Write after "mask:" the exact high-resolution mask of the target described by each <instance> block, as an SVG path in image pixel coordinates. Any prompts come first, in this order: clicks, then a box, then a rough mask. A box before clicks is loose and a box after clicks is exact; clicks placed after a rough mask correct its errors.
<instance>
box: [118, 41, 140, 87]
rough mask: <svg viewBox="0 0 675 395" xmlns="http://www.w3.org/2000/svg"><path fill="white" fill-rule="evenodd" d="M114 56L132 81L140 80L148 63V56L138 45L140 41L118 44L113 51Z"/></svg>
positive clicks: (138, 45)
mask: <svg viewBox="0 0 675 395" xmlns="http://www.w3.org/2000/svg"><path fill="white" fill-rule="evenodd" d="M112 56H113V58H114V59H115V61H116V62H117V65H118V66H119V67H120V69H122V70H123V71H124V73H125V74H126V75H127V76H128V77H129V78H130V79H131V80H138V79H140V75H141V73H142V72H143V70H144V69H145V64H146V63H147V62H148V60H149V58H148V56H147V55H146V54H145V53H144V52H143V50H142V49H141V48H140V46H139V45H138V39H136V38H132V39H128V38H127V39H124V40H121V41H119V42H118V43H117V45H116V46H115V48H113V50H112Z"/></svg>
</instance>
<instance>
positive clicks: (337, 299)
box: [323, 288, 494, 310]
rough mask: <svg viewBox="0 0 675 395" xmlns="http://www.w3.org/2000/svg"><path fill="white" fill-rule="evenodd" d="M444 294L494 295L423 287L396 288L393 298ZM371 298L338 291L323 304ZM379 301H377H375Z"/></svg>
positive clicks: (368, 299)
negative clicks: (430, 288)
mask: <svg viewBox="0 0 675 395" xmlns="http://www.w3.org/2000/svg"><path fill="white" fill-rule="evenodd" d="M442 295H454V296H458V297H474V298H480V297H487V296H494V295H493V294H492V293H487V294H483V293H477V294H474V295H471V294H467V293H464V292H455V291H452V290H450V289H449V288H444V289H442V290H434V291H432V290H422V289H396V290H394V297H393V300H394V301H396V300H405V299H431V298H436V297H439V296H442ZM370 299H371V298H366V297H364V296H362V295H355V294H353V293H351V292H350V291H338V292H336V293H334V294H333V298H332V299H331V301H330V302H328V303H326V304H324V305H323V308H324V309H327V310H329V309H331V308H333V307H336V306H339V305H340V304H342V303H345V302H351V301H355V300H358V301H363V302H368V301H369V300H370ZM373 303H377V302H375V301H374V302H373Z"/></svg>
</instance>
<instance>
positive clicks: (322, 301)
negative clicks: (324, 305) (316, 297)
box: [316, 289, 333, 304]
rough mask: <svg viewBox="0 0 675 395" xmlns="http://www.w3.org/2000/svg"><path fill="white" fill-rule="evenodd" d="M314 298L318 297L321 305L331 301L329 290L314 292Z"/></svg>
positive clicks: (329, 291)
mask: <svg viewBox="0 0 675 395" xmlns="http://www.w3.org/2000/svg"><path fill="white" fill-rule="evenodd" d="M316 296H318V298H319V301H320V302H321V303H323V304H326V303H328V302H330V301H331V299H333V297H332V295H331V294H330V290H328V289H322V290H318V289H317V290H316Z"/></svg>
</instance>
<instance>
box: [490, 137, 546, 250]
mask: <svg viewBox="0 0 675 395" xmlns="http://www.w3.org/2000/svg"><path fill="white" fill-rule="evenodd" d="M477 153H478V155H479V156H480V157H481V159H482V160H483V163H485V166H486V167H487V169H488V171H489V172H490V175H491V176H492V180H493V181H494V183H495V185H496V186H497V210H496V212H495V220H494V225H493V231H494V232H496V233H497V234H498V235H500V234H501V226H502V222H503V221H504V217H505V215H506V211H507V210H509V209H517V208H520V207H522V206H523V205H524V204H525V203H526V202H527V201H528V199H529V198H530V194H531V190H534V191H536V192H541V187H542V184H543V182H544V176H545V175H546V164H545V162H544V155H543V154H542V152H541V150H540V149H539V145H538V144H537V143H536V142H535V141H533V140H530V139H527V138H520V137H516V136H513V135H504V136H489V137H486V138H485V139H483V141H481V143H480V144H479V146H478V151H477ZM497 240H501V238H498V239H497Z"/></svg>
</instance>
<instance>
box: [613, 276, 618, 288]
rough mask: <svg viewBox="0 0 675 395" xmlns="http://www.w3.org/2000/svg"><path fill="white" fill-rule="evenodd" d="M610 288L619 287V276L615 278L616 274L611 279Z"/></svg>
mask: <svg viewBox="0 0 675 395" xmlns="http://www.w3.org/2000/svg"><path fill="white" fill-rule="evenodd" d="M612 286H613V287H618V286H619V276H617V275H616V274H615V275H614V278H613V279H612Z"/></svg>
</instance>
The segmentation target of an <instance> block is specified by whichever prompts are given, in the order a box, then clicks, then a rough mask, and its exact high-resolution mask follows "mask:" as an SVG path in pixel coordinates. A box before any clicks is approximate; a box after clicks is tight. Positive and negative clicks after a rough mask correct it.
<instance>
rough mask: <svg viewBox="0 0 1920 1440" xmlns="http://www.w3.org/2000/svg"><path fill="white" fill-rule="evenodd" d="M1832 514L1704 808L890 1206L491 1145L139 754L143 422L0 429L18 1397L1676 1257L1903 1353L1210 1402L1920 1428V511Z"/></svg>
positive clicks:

-------

What you will do
Reproduce every line of the records above, unchanged from start to finish.

Final answer
Write after "mask:" the exact high-resolution mask of the target described by each <instance> block, as an SVG path in image pixel coordinates. Any prompts come first, in this order: clicks, then a box, then a rough mask. A box before clicks is loose and a box after clicks is exact; clicks placed after a rough mask correct its errors.
<instance>
box: [118, 41, 140, 87]
rough mask: <svg viewBox="0 0 675 395" xmlns="http://www.w3.org/2000/svg"><path fill="white" fill-rule="evenodd" d="M114 56L132 81L140 80L148 63V56L138 45L140 41L118 44L113 51Z"/></svg>
positive clicks: (138, 45)
mask: <svg viewBox="0 0 675 395" xmlns="http://www.w3.org/2000/svg"><path fill="white" fill-rule="evenodd" d="M112 56H113V58H114V59H115V61H116V62H117V65H118V66H119V67H120V69H122V70H123V71H124V73H125V74H126V75H127V76H128V77H129V78H130V79H131V80H138V79H140V75H141V73H142V72H143V70H144V69H145V64H146V63H147V62H148V60H149V58H148V56H147V55H146V54H145V53H144V52H143V50H142V49H141V48H140V46H139V45H138V39H136V38H132V39H128V38H127V39H124V40H121V41H119V42H118V43H117V45H116V46H115V48H113V50H112Z"/></svg>
</instance>
<instance>
positive clicks: (337, 299)
box: [323, 288, 494, 310]
rough mask: <svg viewBox="0 0 675 395" xmlns="http://www.w3.org/2000/svg"><path fill="white" fill-rule="evenodd" d="M444 294L494 295L423 287L396 288L393 298ZM371 298L338 291L323 304ZM379 301H377H375Z"/></svg>
positive clicks: (368, 299)
negative clicks: (430, 288)
mask: <svg viewBox="0 0 675 395" xmlns="http://www.w3.org/2000/svg"><path fill="white" fill-rule="evenodd" d="M442 295H454V296H458V297H474V298H480V297H487V296H494V295H493V294H492V293H487V294H483V293H477V294H474V295H471V294H467V293H464V292H455V291H452V290H450V289H449V288H444V289H442V290H434V291H432V290H422V289H396V290H394V297H393V300H394V301H396V300H405V299H431V298H436V297H439V296H442ZM370 299H371V298H366V297H364V296H362V295H355V294H353V293H351V292H350V291H338V292H336V293H334V294H333V298H332V299H331V301H330V302H328V303H326V304H324V305H323V308H324V309H327V310H329V309H331V308H333V307H336V306H339V305H340V304H342V303H345V302H351V301H355V300H358V301H363V302H368V301H369V300H370ZM373 303H377V302H375V301H374V302H373Z"/></svg>
</instance>
<instance>
positive clicks: (322, 301)
negative clicks: (324, 305) (316, 297)
box: [316, 289, 333, 304]
rough mask: <svg viewBox="0 0 675 395" xmlns="http://www.w3.org/2000/svg"><path fill="white" fill-rule="evenodd" d="M314 298L318 297L321 305L331 301L329 290L314 292Z"/></svg>
positive clicks: (329, 291)
mask: <svg viewBox="0 0 675 395" xmlns="http://www.w3.org/2000/svg"><path fill="white" fill-rule="evenodd" d="M316 296H318V298H319V301H320V302H321V303H323V304H326V303H328V302H330V301H331V299H333V297H332V295H331V294H330V290H328V289H322V290H318V289H317V290H316Z"/></svg>
</instance>
<instance>
box: [490, 137, 546, 250]
mask: <svg viewBox="0 0 675 395" xmlns="http://www.w3.org/2000/svg"><path fill="white" fill-rule="evenodd" d="M477 153H478V155H479V156H480V157H481V159H482V160H483V163H485V166H486V167H487V169H488V171H489V172H490V175H491V176H492V180H493V181H494V183H495V185H496V186H497V210H496V212H495V220H494V225H493V231H494V232H496V233H497V234H498V235H500V234H501V226H502V222H503V221H504V217H505V215H506V211H507V210H509V209H517V208H520V207H522V206H523V205H524V204H525V203H526V202H527V201H528V199H529V198H530V194H531V190H534V191H536V192H541V187H542V184H543V182H544V176H545V175H546V164H545V162H544V155H543V154H542V152H541V150H540V149H539V145H538V144H537V143H536V142H535V141H533V140H530V139H527V138H520V137H516V136H513V135H504V136H489V137H486V138H485V139H483V141H481V143H480V144H479V146H478V151H477ZM497 240H501V238H498V239H497Z"/></svg>
</instance>
<instance>
box: [613, 276, 618, 288]
rough mask: <svg viewBox="0 0 675 395" xmlns="http://www.w3.org/2000/svg"><path fill="white" fill-rule="evenodd" d="M610 288L619 287V276L615 278L616 274L611 279Z"/></svg>
mask: <svg viewBox="0 0 675 395" xmlns="http://www.w3.org/2000/svg"><path fill="white" fill-rule="evenodd" d="M612 286H613V287H618V286H619V276H617V275H616V274H615V275H614V278H613V279H612Z"/></svg>
</instance>
The segmentation target of an <instance> block is specified by whichever prompts are given, in the order a box, then clicks, then a rough mask, and its exact high-resolution mask follows "mask:" as an SVG path in pixel coordinates. A box before any clicks is approximate; a box after clicks is tight. Positive and negative clicks after a rough mask correct it.
<instance>
rough mask: <svg viewBox="0 0 1920 1440" xmlns="http://www.w3.org/2000/svg"><path fill="white" fill-rule="evenodd" d="M1832 514L1704 808L890 1206L491 1145L139 754L143 422L0 429L18 1397L1676 1257L1903 1353L1210 1402L1920 1428V511Z"/></svg>
positive clicks:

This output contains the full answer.